*Énoncé A:* Relevez toutes les idées reçues sur la cybercriminalité que le texte sur la cybercriminalité présente comme telles.
*Énoncé B:* Dans le texte sur la cybercriminalité, substituez « Nantes » à « Rennes » et recopiez tout le passage depuis « Les crises catalysent » jusqu'à « criminalité du monde. ».

*Texte étudié:*

_ _ _ _ _ _ _

Les crises catalysent l’opportunisme criminel, et s’agissant de la cybercriminalité, la crise de la Covid-19 n’a pas fait exception à la règle. Un tel phénomène bien que non inhérent au contexte actuel, mais se répandant depuis plusieurs années, n’a pas manqué de faire l’objet de nombreuses études. Jean-Nicolas Robin, avocat au barreau de Rennes et docteur en droit, a fait le choix lors d’une conférence à l’École de guerre économique de soulever la question du risque en entreprise, véritable fléau du XXIe siècle. Celui-ci se distingue foncièrement des autres types de cybercriminalité par l’utilisation d’outils techniques, représentant désormais la plus grosse criminalité du monde.

Briser les idées reçues sur la cybercriminalité

De nombreuses idées reçues entourent les questions liées à la lutte contre la cybercriminalité. Existe-t-il réellement un vide juridique sur le sujet ? Selon Jean-Nicolas Robin, ce prétendu vide n’existe pas. Si les États n’arrivaient pas à répondre aux questions cyber pendant de nombreuses années, il existe aujourd’hui des outils permettant la mise en place d’une réponse efficace bien que difficile à mettre en œuvre. Autre idée reçue : le développement de la cybercriminalité serait trop rapide pour être véritablement appréhendé. C’est pourtant un constat évident : le droit se collant à la société, il se développe donc toujours avec un temps en retard. Finalement, on entend régulièrement qu’Internet serait un lieu de non-droit notamment sur ce qu’on appelle le “Darknet”, un réseau parallèle et anonyme souvent utilisé à des fins criminelles. Mais la justice a évolué et les juges d’instruction ont aujourd’hui la capacité de faire des requêtes afin de retrouver des personnes même dans les réseaux non indexés

Le droit est loin de négliger la délinquance en ligne. Au contraire, dès les années 1970, le législateur a su se saisir de la lutte contre la cybercriminalité et la législation française a évolué par paliers. La première loi à citer est la Loi informatique et libertés (la LIL) du 6 janvier 1978, qui réglemente la gestion des données personnelles, mais le champ de ses incriminations reste encore très restreint. La première loi à appréhender les fraudes informatiques en tant que telles est la loi Godfrain du 5 janvier 1988, référant aux articles 323-1 et suivants du Code pénal. La cybercriminalité étant un phénomène en perpétuelle évolution, le législateur a dû prendre conscience de ce phénomène pour s’adapter et envisager de nouvelles infractions ne  portant pas uniquement sur un système d’information. Il n'existe dès lors pas de corpus unifié sanctionnant tout acte cybercriminel mais tout un panel d'infractions diverses.

_ _ _ _ _ _ _

*Données à examiner:*
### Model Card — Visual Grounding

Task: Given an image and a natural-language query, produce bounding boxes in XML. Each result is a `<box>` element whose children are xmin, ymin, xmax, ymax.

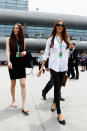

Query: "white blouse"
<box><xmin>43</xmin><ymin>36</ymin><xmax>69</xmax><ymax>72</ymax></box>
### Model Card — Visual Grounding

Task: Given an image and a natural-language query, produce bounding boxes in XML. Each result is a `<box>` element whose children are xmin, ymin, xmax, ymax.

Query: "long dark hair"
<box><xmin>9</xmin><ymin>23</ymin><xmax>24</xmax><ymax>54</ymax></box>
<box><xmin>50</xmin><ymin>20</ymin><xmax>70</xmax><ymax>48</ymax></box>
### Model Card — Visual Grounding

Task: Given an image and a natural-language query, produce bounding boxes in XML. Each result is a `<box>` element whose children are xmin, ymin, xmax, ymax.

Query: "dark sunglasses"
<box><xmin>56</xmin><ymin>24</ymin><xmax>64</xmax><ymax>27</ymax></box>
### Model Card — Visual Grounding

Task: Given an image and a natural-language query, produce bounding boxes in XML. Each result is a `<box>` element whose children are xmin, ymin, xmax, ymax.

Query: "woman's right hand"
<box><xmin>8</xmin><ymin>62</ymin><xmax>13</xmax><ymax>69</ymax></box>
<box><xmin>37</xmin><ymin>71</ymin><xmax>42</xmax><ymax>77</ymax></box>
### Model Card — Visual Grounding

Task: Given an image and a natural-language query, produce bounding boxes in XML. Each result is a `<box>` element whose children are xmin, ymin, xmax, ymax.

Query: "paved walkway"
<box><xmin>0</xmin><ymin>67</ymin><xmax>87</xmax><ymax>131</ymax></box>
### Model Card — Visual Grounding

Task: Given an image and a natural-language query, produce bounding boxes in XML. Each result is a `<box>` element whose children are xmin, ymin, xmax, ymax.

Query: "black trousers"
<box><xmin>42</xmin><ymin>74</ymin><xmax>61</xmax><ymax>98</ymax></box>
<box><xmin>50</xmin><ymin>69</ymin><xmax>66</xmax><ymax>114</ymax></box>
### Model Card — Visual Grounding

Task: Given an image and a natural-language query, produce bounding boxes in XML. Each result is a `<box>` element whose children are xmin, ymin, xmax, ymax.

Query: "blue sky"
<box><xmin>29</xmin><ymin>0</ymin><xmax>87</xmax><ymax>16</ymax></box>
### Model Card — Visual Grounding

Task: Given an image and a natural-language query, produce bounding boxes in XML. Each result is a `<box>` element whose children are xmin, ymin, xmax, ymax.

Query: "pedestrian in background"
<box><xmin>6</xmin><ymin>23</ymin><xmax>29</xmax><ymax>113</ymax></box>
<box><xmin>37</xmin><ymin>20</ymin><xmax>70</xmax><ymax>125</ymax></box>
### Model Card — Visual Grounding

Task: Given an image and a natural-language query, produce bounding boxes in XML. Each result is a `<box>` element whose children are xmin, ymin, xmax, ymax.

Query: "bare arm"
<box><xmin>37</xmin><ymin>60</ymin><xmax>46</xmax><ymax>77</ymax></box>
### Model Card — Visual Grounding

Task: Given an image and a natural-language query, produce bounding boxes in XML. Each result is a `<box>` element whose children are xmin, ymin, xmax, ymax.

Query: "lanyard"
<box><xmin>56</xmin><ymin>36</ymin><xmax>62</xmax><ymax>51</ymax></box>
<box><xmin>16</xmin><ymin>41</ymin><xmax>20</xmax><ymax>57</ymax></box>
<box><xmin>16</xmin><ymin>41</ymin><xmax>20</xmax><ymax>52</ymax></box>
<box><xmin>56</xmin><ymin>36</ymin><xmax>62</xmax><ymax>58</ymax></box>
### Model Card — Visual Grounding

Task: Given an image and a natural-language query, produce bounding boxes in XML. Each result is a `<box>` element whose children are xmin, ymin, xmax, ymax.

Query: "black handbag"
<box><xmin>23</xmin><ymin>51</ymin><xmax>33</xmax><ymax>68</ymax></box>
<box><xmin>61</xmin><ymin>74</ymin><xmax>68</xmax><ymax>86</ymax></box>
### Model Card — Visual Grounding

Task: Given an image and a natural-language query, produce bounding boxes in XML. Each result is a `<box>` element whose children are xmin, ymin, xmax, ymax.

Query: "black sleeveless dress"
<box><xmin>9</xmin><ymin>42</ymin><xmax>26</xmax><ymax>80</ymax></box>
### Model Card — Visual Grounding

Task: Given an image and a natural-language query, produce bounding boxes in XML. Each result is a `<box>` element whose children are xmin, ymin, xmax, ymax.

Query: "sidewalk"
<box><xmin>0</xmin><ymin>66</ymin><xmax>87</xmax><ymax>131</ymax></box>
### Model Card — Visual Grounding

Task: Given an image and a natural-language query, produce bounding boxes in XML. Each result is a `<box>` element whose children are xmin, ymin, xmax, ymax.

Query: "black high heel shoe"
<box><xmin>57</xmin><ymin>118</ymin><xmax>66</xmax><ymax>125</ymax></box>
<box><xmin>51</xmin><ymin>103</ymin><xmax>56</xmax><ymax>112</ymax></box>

_ _ _ _ _ _ _

*Résultat A:*
- Il existerait un vide juridique en matière de lutte contre la cybercriminalité.
- Le développement de la cybercriminalité serait trop rapide pour être véritablement appréhendé.
- Internet serait un lieu de non-droit, notamment sur le « Darknet ».

*Résultat B:*
Les crises catalysent l’opportunisme criminel, et s’agissant de la cybercriminalité, la crise de la Covid-19 n’a pas fait exception à la règle. Un tel phénomène bien que non inhérent au contexte actuel, mais se répandant depuis plusieurs années, n’a pas manqué de faire l’objet de nombreuses études. Jean-Nicolas Robin, avocat au barreau de Nantes et docteur en droit, a fait le choix lors d’une conférence à l’École de guerre économique de soulever la question du risque en entreprise, véritable fléau du XXIe siècle. Celui-ci se distingue foncièrement des autres types de cybercriminalité par l’utilisation d’outils techniques, représentant désormais la plus grosse criminalité du monde.